▶ WHAT NEEDS TO BE DONE
Please copy out the Daniel Oreskes biography below word for word, from its first line to its last.

▶ SOURCE EXTRACT
***
- Born: Daniel Robert Oreskes March 6, 1956 (age 70)
- Education: University of Pennsylvania (BA) London Academy of Music and Dramatic Art
- Occupation: Actor
- Years active: 1993–present
- Spouse: Elizabeth Small ​(m. 1998)​
- Relatives: Naomi Oreskes (sister) Michael Oreskes (brother)

= Daniel Oreskes =

American actor

Daniel Oreskes (born March 6, 1956) is an American actor, known for his roles in Law & Order and Law & Order: Organized Crime. Oreskes has also appeared in numerous Broadway productions and narrates audiobooks.

Oreskes graduated from the University of Pennsylvania and the London Academy of Music and Dramatic Art. He is the brother of academic Naomi Oreskes and journalist Michael Oreskes.
***
▶ STORED ROWS

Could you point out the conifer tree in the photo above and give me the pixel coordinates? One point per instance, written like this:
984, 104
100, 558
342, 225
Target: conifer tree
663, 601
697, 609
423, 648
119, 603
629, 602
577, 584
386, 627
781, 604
***
▶ PROBLEM SOLUTION
- Born: Daniel Robert Oreskes March 6, 1956 (age 70)
- Education: University of Pennsylvania (BA) London Academy of Music and Dramatic Art
- Occupation: Actor
- Years active: 1993–present
- Spouse: Elizabeth Small ​(m. 1998)​
- Relatives: Naomi Oreskes (sister) Michael Oreskes (brother)

= Daniel Oreskes =

American actor

Daniel Oreskes (born March 6, 1956) is an American actor, known for his roles in Law & Order and Law & Order: Organized Crime. Oreskes has also appeared in numerous Broadway productions and narrates audiobooks.

Oreskes graduated from the University of Pennsylvania and the London Academy of Music and Dramatic Art. He is the brother of academic Naomi Oreskes and journalist Michael Oreskes.